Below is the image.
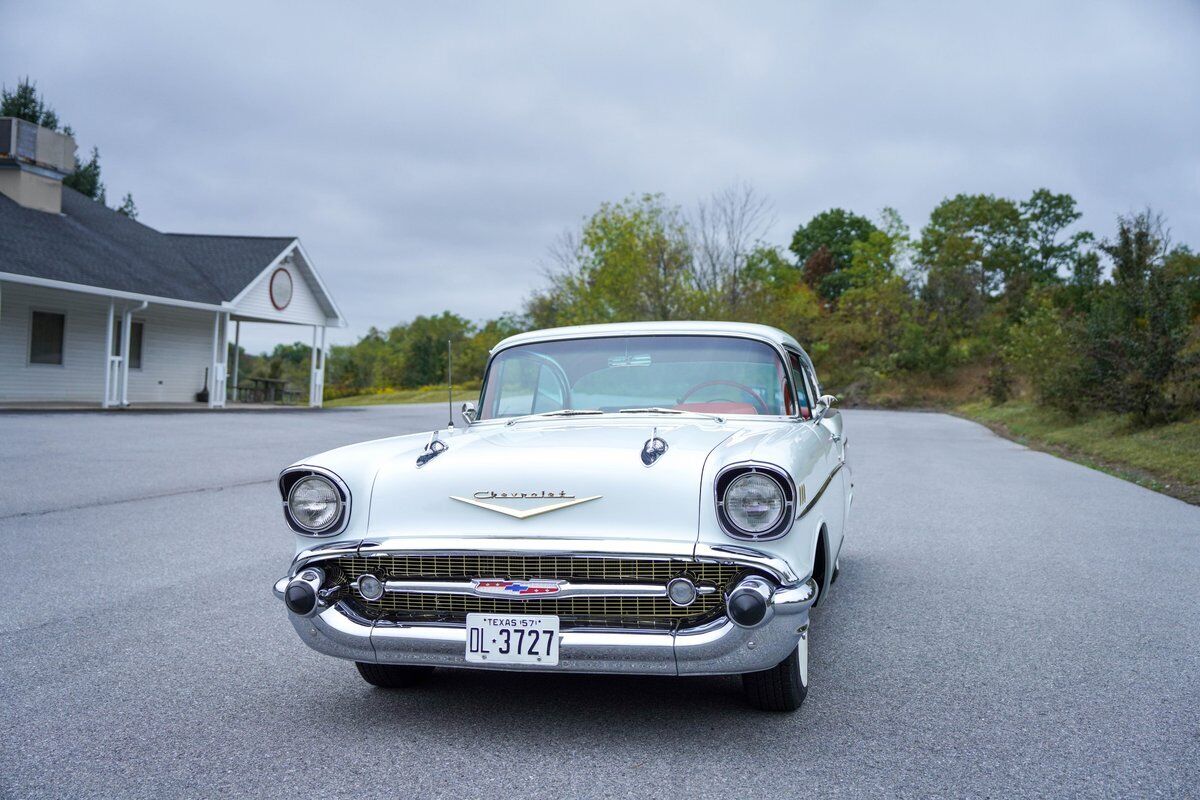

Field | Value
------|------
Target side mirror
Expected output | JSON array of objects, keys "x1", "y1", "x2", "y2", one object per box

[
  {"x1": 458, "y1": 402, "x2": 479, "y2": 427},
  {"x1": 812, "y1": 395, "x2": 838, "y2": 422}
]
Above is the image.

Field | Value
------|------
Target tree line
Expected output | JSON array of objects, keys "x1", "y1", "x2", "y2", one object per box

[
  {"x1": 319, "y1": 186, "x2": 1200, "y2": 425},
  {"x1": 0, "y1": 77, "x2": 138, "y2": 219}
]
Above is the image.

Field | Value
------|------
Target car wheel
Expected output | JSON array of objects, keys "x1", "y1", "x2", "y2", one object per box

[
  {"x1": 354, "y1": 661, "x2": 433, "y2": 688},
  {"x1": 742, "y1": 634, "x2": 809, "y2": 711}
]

● ● ● ● ● ● ●

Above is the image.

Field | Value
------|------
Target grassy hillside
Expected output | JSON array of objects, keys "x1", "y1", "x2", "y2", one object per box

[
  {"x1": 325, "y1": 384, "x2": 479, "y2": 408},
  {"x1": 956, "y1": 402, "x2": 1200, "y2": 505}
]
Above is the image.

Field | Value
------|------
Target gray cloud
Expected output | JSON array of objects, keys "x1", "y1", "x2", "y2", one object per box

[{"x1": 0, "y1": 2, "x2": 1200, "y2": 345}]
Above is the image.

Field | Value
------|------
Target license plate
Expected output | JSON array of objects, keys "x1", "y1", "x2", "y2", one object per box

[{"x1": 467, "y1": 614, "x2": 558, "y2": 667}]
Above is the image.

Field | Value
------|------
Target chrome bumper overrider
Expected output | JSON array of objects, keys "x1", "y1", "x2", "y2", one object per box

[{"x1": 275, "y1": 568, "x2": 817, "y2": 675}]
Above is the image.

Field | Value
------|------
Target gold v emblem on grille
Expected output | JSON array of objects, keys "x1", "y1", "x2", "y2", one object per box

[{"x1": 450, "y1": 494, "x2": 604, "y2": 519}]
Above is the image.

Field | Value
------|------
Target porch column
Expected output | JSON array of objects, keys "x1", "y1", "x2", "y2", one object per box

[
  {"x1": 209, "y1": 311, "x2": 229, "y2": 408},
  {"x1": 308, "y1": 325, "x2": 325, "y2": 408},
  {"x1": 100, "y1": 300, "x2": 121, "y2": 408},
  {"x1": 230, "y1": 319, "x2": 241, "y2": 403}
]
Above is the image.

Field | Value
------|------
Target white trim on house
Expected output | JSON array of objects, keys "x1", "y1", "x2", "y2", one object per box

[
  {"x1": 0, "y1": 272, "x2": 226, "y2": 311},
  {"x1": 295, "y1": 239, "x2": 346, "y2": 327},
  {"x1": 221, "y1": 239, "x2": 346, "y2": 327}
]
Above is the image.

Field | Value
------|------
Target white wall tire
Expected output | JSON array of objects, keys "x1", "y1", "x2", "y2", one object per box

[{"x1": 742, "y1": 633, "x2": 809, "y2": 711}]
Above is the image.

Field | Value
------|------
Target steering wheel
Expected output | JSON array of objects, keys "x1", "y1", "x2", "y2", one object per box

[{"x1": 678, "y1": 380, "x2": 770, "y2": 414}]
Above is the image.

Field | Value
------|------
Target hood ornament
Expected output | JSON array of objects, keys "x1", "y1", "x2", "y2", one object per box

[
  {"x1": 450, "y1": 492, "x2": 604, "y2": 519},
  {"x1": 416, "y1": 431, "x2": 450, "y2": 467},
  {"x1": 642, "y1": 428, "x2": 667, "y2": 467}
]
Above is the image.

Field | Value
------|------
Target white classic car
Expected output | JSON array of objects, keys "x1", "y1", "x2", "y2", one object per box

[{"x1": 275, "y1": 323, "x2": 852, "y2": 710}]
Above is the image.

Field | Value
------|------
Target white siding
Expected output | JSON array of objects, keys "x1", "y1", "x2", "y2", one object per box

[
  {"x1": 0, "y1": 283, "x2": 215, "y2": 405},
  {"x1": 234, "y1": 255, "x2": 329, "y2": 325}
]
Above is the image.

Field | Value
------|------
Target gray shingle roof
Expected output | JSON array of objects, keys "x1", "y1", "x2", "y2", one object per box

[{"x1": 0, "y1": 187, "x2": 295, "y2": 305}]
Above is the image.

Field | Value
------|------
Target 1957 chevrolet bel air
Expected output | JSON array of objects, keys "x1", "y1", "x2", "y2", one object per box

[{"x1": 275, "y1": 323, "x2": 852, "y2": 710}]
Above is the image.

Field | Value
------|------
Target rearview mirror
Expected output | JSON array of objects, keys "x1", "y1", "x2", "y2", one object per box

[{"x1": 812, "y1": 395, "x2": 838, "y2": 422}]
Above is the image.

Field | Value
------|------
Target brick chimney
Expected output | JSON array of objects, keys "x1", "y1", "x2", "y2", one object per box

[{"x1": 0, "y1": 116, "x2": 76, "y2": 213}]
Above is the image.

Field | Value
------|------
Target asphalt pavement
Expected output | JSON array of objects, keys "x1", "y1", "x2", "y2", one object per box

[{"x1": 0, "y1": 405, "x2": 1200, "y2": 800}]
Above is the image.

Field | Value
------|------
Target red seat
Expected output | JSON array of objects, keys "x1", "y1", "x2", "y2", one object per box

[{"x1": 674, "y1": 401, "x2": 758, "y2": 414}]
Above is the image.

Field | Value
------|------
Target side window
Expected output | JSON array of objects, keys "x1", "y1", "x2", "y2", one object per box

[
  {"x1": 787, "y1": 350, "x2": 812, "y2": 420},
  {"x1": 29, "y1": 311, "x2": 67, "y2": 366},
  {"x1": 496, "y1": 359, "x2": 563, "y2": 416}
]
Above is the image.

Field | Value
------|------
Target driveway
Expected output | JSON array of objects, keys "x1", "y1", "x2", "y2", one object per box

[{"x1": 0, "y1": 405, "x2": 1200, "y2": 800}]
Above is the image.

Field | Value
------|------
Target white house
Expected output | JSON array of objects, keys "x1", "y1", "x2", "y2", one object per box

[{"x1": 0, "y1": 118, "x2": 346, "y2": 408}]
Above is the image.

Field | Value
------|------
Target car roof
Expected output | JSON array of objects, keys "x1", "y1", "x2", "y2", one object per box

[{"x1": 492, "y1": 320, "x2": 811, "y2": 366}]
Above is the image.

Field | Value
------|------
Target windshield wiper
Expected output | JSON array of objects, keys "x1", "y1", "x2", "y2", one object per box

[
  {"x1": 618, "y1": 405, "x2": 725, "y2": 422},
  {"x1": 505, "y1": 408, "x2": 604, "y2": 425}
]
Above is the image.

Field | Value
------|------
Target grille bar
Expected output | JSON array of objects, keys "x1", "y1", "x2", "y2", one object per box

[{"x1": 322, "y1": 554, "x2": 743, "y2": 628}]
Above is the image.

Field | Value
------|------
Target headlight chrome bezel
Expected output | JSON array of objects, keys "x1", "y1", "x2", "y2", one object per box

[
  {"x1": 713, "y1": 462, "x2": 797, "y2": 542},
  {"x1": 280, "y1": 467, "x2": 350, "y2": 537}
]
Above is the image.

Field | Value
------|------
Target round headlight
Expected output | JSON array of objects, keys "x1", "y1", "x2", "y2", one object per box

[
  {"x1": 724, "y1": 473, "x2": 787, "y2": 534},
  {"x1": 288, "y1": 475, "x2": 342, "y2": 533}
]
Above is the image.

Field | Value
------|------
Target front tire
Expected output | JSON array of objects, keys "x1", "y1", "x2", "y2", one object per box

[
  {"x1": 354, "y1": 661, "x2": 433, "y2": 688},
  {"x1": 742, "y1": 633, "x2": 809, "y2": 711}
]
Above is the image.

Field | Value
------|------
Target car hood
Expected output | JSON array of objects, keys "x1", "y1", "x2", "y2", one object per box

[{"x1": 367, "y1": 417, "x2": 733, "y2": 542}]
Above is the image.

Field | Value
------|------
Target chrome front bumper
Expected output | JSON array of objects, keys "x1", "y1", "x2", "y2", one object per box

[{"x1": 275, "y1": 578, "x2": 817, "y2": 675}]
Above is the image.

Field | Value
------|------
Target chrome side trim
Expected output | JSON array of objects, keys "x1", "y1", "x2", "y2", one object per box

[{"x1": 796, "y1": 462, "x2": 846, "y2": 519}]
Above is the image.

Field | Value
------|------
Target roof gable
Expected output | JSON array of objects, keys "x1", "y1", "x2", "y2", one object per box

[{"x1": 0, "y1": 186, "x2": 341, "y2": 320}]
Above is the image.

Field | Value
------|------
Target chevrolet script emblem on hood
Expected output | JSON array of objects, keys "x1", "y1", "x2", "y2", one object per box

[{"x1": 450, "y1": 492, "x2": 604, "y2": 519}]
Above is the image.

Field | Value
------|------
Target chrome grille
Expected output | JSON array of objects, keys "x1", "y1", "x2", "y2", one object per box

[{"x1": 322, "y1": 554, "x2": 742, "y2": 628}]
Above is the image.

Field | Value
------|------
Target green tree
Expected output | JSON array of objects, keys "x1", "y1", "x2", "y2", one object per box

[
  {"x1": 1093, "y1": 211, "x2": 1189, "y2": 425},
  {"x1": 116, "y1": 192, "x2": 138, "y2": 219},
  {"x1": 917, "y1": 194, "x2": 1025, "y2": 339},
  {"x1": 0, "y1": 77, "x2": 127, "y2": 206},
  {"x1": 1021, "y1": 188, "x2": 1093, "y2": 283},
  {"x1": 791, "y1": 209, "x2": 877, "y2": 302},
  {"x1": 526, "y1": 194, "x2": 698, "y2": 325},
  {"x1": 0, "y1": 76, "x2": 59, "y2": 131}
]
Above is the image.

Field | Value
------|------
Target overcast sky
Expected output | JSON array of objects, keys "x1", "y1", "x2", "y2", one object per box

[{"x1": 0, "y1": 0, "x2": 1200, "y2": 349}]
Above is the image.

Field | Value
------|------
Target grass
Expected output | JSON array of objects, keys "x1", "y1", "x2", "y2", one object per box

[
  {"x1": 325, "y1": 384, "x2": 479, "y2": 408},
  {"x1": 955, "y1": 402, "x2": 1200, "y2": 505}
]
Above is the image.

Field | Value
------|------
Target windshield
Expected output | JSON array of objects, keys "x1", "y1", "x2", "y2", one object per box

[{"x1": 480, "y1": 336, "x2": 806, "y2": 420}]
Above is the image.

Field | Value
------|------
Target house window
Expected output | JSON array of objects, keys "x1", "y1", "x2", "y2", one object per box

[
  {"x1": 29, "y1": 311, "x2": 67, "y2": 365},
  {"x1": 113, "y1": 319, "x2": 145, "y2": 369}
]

● ● ● ● ● ● ●

- Work to complete
Please pick out every line in the material above that contains the word "headlight" and copy each of those lines.

- Task solution
Target headlight chrome bezel
Target round headlight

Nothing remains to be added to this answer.